──────── Entries provided

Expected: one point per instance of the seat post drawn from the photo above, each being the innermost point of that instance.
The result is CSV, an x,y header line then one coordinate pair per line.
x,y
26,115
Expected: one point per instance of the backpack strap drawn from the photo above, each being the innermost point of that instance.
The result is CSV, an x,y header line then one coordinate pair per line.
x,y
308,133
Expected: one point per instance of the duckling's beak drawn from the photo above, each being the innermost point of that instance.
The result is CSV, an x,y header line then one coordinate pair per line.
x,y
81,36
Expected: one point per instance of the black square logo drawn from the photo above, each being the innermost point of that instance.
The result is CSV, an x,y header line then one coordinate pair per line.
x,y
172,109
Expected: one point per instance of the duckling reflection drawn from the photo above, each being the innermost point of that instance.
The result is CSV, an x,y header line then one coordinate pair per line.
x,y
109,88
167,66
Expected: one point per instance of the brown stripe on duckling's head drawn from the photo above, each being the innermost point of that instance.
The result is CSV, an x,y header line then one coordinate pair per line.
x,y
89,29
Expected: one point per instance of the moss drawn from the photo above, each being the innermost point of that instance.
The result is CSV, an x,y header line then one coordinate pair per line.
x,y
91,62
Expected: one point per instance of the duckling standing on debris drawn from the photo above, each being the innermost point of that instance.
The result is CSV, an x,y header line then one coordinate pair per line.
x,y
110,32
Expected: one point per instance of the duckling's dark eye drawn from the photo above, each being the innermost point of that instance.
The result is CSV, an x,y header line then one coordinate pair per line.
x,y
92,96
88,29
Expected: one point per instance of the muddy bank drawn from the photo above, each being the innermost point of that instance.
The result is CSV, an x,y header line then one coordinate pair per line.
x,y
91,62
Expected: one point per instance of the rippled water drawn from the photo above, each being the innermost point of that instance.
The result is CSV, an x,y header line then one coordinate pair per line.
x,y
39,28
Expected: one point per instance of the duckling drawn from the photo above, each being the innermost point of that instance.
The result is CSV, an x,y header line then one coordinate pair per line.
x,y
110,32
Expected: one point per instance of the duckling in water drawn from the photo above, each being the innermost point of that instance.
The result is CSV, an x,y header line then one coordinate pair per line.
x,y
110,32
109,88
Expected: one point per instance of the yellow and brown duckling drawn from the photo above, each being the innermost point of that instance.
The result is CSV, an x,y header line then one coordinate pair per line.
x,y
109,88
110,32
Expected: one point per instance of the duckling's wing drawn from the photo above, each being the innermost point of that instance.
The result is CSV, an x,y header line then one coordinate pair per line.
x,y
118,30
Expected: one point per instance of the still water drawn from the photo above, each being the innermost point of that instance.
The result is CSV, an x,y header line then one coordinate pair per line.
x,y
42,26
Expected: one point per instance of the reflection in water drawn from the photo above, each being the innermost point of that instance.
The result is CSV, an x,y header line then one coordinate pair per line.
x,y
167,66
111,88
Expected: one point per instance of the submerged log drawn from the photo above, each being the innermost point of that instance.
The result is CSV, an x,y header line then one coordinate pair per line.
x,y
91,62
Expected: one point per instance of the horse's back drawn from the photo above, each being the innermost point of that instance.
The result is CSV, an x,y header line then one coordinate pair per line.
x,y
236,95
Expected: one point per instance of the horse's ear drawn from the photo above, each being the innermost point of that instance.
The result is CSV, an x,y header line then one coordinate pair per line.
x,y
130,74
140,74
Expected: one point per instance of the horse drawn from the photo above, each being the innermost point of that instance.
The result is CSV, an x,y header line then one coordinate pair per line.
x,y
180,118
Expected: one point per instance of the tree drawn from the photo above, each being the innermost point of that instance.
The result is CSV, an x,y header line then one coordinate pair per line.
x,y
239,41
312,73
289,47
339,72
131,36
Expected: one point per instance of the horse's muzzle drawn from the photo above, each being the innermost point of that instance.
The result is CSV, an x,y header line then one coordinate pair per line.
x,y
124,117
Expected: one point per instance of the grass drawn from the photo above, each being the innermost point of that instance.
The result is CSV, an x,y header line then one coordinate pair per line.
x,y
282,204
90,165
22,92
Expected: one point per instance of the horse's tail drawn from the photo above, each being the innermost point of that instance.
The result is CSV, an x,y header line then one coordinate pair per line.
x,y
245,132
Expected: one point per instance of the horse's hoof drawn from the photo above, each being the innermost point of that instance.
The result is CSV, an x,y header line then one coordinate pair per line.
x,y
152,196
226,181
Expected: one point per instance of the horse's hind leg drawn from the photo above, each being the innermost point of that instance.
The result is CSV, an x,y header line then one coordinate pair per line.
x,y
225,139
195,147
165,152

────────────────

> _Task details_:
Taking the records above as input, show every line in which the word "reflection" is present.

> _Result below_:
Expected: one point per instance of the duckling reflection drawn from the photo above, each being the innermost point of that instance.
Expected: one point per instance of the reflection in water drawn from the photo above, each being the innermost point of that instance.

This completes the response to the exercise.